Instructions for the task>
Please reproduce every line of the records below verbatim, changing nothing.

+-------+

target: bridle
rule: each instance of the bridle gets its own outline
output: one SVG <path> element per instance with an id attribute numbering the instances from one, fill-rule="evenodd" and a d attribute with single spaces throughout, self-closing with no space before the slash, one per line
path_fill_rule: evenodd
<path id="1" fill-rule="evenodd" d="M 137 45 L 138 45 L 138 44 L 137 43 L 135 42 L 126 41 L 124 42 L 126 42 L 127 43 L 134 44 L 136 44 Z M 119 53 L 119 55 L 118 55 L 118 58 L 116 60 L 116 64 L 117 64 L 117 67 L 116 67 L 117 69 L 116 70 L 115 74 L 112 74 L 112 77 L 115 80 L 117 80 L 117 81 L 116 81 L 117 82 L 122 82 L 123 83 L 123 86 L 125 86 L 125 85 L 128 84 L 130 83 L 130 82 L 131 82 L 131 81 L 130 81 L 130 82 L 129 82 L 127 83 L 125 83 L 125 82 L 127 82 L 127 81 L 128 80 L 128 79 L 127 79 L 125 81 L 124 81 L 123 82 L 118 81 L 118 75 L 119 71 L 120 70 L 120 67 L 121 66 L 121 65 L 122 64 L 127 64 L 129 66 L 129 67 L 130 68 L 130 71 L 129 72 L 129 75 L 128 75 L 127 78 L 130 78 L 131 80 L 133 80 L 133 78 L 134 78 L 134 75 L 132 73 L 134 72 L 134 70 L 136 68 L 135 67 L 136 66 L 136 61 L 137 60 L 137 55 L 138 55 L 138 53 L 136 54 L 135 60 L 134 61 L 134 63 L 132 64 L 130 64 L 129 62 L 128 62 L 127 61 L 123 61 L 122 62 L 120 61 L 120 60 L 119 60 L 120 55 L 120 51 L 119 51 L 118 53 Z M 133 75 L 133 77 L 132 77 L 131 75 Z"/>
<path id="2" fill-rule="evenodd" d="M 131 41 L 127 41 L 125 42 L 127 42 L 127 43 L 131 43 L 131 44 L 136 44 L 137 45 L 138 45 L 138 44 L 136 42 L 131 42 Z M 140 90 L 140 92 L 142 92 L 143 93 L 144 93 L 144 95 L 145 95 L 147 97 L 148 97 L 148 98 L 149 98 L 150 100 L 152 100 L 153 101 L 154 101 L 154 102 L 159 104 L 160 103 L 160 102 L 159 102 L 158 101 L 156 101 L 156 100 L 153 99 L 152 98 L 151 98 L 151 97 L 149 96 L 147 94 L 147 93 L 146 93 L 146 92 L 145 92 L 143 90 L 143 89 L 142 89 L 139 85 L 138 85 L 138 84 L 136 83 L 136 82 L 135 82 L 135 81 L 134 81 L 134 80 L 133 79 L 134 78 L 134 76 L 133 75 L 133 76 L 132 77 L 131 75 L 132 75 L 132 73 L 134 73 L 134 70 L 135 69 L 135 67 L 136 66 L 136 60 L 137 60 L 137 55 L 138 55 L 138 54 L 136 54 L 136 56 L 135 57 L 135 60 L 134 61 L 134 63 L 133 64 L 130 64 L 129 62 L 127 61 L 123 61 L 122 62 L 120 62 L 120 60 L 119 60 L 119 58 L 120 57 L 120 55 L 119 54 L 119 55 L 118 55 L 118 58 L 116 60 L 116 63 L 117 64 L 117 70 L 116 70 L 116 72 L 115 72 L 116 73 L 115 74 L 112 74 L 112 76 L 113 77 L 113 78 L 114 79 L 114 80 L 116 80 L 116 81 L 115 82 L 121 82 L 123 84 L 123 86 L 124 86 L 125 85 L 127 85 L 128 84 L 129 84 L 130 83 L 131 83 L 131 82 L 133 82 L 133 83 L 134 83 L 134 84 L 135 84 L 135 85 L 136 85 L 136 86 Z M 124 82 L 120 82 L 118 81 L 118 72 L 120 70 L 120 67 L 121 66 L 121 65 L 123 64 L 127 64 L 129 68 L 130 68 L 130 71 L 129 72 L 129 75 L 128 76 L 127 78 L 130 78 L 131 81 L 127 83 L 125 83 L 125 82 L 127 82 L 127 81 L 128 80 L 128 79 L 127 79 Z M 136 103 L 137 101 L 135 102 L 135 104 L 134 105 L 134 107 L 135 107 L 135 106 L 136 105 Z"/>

+-------+

The response>
target: bridle
rule: each instance of the bridle gets its own outline
output: one SVG <path> element per instance with an id attribute numbering the instances from one, fill-rule="evenodd" and a d attribute with single spaces throughout, self-closing with no space before the slash, one per line
path_fill_rule: evenodd
<path id="1" fill-rule="evenodd" d="M 137 45 L 138 45 L 138 44 L 137 43 L 135 42 L 126 41 L 124 42 L 126 42 L 127 43 L 134 44 L 136 44 Z M 119 53 L 119 55 L 118 55 L 118 58 L 116 60 L 116 64 L 117 64 L 117 67 L 116 67 L 117 69 L 116 70 L 115 74 L 112 74 L 112 77 L 115 80 L 117 80 L 117 81 L 116 81 L 117 82 L 122 82 L 123 83 L 123 86 L 125 86 L 125 85 L 128 84 L 130 83 L 130 82 L 131 82 L 131 81 L 130 81 L 130 82 L 129 82 L 127 83 L 125 83 L 125 82 L 127 82 L 127 81 L 128 80 L 128 79 L 127 79 L 125 81 L 124 81 L 123 82 L 118 81 L 118 75 L 119 71 L 120 70 L 120 67 L 121 66 L 121 65 L 122 64 L 127 64 L 129 66 L 129 67 L 130 68 L 130 71 L 129 72 L 129 75 L 128 75 L 127 78 L 130 78 L 131 80 L 133 80 L 133 78 L 134 78 L 134 75 L 132 73 L 134 72 L 134 70 L 136 68 L 135 67 L 136 66 L 136 61 L 137 60 L 137 55 L 138 55 L 138 53 L 136 54 L 135 60 L 134 61 L 134 63 L 132 64 L 130 64 L 129 62 L 128 62 L 127 61 L 123 61 L 122 62 L 120 61 L 120 60 L 119 60 L 120 55 L 120 51 L 119 51 L 118 53 Z M 133 75 L 133 77 L 132 77 L 131 75 Z"/>
<path id="2" fill-rule="evenodd" d="M 131 41 L 127 41 L 125 42 L 127 42 L 127 43 L 131 43 L 131 44 L 136 44 L 137 45 L 138 45 L 138 44 L 136 42 L 131 42 Z M 140 90 L 140 92 L 142 92 L 143 93 L 144 93 L 144 95 L 145 95 L 147 97 L 148 97 L 148 98 L 149 98 L 150 100 L 152 100 L 153 101 L 154 101 L 154 102 L 159 104 L 160 103 L 160 102 L 159 102 L 158 101 L 156 101 L 156 100 L 153 99 L 152 98 L 151 98 L 151 97 L 149 96 L 147 94 L 147 93 L 146 93 L 146 92 L 145 92 L 143 90 L 143 89 L 142 89 L 139 85 L 138 85 L 138 84 L 136 83 L 136 82 L 135 82 L 135 81 L 134 81 L 134 80 L 133 79 L 134 78 L 134 76 L 133 75 L 133 76 L 132 77 L 131 75 L 132 75 L 132 73 L 134 73 L 134 70 L 135 69 L 135 67 L 136 66 L 136 60 L 137 60 L 137 55 L 138 55 L 138 54 L 136 54 L 136 56 L 135 57 L 135 60 L 134 61 L 134 63 L 133 64 L 130 64 L 129 62 L 127 61 L 123 61 L 122 62 L 120 62 L 120 60 L 119 60 L 119 58 L 120 57 L 120 55 L 119 54 L 119 55 L 118 55 L 118 58 L 116 60 L 116 63 L 117 64 L 117 70 L 116 70 L 116 72 L 115 72 L 116 73 L 115 74 L 112 74 L 112 76 L 113 77 L 113 78 L 114 79 L 114 80 L 116 80 L 116 81 L 115 82 L 121 82 L 123 84 L 123 86 L 124 86 L 125 85 L 127 85 L 128 84 L 129 84 L 130 83 L 131 83 L 131 82 L 133 82 L 133 83 L 134 83 L 134 84 L 135 84 L 135 85 L 136 85 L 136 86 Z M 124 82 L 120 82 L 118 81 L 118 72 L 120 70 L 120 67 L 121 66 L 121 65 L 123 64 L 127 64 L 129 68 L 130 68 L 130 71 L 129 72 L 129 75 L 128 76 L 127 78 L 130 78 L 131 81 L 127 83 L 125 83 L 125 82 L 127 82 L 127 81 L 128 80 L 128 79 L 127 79 Z M 136 103 L 137 101 L 135 102 L 135 104 L 134 105 L 134 107 L 135 107 L 135 106 L 136 105 Z"/>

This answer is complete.